- _Exercise instructions_:
Go over the lines below, and when one contains the word "white", copy it.

(Task data begins)

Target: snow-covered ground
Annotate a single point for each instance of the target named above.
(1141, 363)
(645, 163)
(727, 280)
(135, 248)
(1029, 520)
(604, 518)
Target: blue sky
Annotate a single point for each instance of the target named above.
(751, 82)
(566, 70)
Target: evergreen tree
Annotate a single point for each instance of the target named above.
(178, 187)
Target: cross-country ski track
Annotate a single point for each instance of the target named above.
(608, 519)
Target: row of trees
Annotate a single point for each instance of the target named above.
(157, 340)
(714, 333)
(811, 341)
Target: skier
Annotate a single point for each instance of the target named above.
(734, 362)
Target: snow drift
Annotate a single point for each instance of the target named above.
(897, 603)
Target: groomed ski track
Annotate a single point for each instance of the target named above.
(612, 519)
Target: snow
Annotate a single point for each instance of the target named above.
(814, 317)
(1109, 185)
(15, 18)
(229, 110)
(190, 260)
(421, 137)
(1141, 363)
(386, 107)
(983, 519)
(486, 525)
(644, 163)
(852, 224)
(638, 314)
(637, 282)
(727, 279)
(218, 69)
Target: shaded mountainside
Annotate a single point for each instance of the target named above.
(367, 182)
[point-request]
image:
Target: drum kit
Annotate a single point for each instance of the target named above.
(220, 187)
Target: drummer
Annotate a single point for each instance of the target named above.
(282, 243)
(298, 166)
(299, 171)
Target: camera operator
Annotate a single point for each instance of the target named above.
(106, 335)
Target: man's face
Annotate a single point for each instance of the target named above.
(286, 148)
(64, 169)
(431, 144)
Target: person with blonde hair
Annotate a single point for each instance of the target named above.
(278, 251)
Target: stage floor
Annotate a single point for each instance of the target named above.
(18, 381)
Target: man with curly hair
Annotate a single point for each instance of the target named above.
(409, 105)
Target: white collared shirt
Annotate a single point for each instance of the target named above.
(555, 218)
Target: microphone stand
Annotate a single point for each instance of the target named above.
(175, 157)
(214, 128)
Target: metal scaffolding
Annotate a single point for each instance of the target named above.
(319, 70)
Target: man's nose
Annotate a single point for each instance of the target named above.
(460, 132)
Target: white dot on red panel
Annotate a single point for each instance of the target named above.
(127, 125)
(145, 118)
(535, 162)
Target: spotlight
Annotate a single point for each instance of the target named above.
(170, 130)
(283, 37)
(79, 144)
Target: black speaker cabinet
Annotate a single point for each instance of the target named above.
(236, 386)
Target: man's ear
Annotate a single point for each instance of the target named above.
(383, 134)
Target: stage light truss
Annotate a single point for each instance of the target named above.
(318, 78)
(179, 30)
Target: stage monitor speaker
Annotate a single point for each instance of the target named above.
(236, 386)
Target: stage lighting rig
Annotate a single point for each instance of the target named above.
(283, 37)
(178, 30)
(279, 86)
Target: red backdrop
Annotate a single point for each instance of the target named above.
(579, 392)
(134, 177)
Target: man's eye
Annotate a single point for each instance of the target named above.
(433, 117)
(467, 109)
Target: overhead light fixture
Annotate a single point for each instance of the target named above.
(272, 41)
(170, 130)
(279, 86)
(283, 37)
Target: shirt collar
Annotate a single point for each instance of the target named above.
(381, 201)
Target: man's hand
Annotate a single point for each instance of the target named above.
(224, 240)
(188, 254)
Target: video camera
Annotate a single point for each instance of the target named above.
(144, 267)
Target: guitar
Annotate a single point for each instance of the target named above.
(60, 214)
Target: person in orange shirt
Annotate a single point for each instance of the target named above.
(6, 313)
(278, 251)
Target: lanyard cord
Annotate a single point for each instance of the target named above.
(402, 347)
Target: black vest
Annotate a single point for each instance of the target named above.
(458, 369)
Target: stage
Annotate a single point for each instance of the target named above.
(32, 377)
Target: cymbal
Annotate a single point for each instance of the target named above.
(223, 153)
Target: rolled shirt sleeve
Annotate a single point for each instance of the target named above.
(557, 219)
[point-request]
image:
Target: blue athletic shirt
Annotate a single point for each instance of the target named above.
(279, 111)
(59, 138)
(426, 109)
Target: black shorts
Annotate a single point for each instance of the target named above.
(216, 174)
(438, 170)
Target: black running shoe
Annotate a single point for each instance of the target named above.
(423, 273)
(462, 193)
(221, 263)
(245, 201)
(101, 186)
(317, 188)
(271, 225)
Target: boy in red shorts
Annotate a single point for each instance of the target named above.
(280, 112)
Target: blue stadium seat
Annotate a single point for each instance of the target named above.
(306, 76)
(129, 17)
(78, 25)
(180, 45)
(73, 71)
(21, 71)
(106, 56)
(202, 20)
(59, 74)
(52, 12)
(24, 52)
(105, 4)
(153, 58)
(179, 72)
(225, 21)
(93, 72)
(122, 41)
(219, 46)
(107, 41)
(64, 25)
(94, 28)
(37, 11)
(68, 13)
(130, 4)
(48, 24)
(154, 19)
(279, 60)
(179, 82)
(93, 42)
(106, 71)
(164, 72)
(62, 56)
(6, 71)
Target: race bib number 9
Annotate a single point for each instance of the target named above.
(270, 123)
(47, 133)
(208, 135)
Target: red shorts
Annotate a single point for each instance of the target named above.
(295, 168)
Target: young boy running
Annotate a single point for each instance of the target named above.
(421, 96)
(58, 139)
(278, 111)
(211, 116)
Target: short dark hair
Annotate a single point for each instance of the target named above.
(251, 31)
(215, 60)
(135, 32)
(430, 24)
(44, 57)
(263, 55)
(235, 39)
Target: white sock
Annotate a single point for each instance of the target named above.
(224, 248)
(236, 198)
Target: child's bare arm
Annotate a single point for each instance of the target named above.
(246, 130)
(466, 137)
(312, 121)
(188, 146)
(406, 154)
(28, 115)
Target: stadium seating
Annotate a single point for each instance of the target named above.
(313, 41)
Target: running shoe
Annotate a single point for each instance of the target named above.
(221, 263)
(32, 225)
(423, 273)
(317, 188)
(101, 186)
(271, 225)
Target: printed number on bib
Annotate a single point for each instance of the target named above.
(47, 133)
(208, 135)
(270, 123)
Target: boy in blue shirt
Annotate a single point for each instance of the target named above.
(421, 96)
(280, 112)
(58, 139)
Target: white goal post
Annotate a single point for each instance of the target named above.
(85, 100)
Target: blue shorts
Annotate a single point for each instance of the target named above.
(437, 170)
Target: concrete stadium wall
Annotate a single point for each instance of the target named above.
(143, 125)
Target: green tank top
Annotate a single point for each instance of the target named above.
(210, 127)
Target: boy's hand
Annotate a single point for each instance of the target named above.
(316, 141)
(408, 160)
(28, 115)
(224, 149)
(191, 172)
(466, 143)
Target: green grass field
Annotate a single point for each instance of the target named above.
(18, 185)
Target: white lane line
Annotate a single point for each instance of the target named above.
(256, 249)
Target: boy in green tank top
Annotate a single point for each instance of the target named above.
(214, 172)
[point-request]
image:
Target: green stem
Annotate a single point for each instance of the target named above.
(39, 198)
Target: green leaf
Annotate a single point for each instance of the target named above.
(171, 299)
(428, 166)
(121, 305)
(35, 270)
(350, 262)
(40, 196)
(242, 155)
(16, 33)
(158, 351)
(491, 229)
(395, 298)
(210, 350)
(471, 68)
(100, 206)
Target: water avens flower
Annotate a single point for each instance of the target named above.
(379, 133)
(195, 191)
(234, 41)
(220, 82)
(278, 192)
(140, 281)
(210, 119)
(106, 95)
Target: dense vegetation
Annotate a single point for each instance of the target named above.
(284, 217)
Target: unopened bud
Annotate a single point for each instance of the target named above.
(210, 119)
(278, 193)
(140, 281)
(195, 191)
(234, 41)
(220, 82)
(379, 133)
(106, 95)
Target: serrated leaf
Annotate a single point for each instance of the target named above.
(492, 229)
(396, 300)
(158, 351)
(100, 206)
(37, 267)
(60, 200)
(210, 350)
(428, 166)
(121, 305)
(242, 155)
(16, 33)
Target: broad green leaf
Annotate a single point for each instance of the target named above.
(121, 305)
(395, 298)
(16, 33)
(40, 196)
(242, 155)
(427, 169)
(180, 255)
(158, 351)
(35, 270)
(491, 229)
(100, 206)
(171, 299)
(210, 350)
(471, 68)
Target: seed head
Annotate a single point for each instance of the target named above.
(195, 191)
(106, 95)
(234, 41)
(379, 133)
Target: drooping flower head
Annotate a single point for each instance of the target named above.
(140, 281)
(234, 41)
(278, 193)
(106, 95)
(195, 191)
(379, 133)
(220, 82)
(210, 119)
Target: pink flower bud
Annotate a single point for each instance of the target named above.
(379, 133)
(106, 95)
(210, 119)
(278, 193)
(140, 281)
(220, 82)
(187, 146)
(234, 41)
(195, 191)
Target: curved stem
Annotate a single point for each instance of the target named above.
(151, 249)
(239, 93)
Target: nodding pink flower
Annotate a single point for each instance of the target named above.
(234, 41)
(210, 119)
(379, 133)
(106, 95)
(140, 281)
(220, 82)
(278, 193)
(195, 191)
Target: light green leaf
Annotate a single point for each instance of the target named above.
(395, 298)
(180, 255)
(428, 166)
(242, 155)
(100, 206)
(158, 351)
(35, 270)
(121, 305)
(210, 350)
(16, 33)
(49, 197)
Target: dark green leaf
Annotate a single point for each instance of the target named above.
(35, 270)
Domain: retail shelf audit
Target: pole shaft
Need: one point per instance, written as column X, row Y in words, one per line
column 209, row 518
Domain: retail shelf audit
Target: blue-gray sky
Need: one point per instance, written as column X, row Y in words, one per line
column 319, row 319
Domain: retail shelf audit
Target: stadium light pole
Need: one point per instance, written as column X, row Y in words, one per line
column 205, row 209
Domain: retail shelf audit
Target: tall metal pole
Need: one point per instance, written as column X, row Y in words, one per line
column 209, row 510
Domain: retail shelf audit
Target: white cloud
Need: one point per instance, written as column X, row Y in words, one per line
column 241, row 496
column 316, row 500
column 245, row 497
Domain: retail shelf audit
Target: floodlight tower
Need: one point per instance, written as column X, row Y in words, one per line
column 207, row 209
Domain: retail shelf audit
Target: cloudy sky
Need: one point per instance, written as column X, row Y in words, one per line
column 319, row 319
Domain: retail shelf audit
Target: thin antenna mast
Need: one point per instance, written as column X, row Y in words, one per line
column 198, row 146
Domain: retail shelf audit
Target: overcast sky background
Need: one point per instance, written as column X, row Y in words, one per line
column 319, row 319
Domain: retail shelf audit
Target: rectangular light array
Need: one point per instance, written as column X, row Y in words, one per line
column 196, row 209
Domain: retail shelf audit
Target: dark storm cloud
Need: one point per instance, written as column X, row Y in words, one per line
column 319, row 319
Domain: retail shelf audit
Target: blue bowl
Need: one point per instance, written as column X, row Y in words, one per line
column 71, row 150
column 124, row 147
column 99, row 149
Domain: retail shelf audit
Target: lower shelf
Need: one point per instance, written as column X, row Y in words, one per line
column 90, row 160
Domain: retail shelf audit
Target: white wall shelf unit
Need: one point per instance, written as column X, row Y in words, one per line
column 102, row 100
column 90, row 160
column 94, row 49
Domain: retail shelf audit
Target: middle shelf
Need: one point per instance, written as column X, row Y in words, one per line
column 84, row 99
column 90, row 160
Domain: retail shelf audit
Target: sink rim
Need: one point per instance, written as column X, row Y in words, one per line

(Task data ends)

- _Exercise answer_:
Target: white collared shirt
Target: white dot on red panel
Target: white sock
Target: white goal post
Target: white lane line
Target: white cloud
Target: white wall shelf unit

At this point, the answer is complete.